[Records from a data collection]
- - -

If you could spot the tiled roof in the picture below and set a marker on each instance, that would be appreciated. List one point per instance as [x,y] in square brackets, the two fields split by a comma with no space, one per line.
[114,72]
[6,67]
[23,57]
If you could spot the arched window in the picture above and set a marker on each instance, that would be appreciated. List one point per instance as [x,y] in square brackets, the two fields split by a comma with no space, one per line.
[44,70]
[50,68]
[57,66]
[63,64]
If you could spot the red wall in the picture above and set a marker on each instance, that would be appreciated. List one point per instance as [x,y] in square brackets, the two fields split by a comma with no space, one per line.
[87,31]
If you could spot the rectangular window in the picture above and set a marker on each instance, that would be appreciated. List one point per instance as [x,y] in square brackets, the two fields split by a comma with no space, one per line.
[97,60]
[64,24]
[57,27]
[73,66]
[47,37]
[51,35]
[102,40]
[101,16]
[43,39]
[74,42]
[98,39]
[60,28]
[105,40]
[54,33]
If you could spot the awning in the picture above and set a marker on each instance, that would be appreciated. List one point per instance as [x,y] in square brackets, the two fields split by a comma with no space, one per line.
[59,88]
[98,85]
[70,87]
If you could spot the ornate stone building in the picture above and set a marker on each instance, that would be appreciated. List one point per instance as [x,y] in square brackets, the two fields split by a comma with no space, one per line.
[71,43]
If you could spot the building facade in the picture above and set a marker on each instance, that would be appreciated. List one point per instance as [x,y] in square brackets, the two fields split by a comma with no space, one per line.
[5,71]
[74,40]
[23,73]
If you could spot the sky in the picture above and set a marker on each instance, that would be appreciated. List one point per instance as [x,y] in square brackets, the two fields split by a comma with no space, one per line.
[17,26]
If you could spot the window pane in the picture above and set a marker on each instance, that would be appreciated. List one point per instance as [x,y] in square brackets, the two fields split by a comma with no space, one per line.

- - -

→ Assigned task
Set down the records again in full. Match them exactly.

→ Exercise solution
If you could spot the tiled roof in the picture below and set a marker on each instance, that would be appreciated. List one point per instance as [x,y] in square brackets, the two fields split by a comma with no space, one per line.
[114,72]
[6,67]
[23,57]
If you could spot the arched window in the picture above and set a marker on each instance, that would be appreciated. List one point per instance as [x,y] in square brackets, the two fields split by a comma with no space, one per line.
[44,70]
[50,68]
[57,66]
[63,64]
If you could spot the red wall in the picture above and set a marker on each instance, that would be appreciated. List one point per instance as [x,y] in square brackets, the two fields split by a comma with no space, one per line.
[87,31]
If you could spot the rectangular window in the picture above and set a marker on each instance, that would be appreciated. List one point per instance as [x,y] in square brackets, the two fields split by a comma with no space, one per line.
[97,60]
[64,24]
[57,27]
[73,66]
[47,37]
[51,35]
[102,40]
[101,16]
[43,39]
[74,42]
[98,39]
[60,28]
[105,40]
[54,33]
If you could spot the awning in the picture above and set a marker on each instance, that would be appreciated. List one point per instance as [x,y] in square brackets, the two fields split by a comma with no space, one per line.
[59,88]
[98,85]
[70,87]
If you could spot the ornate stone building in the picture above and set a marker on each instance, that would be appreciated. List one point per instance as [x,y] in square brackets, the two fields split by a comma with no space, one per line.
[71,43]
If you could spot the building facade in the picture above and set a marker on each instance, that would be appreciated. List one point per instance as [x,y] in square brackets, the two fields split by a comma with no space, one per line.
[5,71]
[74,40]
[23,73]
If you could spot the sky in the picture above and set a marker on each instance, that would be appreciated. List one point per instance as [x,y] in square brackets, the two fields split by a comma with no space, one per line.
[17,26]
If you could spot the window pane in the picture above and set a marker on each instance, that would be appreciated. List one point per instance as [x,y] in square brackets, the two fields split by a comma with no space, one per line.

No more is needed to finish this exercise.